→ **EXERCISE OBJECTIVE**: Give back only the lines in the records below from the one with "Query: ranger's green pants" to the one with "Place a pin on every instance of the distant", both inclusive, word for word.

→ **DATA IN THIS EXERCISE**:
+===+

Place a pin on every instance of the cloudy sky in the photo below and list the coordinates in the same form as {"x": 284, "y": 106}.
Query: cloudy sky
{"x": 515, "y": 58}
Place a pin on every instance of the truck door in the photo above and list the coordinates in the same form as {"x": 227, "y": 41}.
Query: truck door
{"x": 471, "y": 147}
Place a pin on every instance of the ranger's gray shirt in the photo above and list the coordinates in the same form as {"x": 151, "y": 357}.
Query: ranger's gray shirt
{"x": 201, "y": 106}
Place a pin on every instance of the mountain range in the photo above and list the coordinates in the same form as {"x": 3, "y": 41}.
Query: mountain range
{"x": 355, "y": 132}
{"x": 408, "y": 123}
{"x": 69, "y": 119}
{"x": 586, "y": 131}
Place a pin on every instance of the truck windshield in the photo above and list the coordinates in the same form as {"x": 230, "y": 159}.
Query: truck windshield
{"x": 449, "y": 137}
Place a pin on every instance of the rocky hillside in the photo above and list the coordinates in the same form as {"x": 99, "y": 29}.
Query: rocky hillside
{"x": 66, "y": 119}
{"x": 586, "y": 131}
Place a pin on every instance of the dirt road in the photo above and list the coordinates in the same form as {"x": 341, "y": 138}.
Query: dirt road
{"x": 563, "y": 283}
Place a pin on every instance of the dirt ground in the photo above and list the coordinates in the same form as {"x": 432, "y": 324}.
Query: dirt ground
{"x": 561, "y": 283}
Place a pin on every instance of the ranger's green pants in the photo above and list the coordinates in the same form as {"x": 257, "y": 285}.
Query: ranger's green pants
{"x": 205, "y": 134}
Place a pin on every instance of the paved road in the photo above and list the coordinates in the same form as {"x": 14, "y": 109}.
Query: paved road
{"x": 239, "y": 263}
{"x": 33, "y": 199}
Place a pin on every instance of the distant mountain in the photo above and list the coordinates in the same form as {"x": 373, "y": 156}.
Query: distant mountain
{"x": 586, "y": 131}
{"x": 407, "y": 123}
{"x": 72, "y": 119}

+===+

→ **SOLVED PROBLEM**:
Query: ranger's green pants
{"x": 205, "y": 134}
Place a pin on every instance of the paved road in the photo above and list the coordinates in the same form as {"x": 14, "y": 109}.
Query: paved road
{"x": 239, "y": 263}
{"x": 33, "y": 199}
Place a pin on every instance of the distant mountain in the photo above and list the coordinates in the same form as {"x": 373, "y": 156}.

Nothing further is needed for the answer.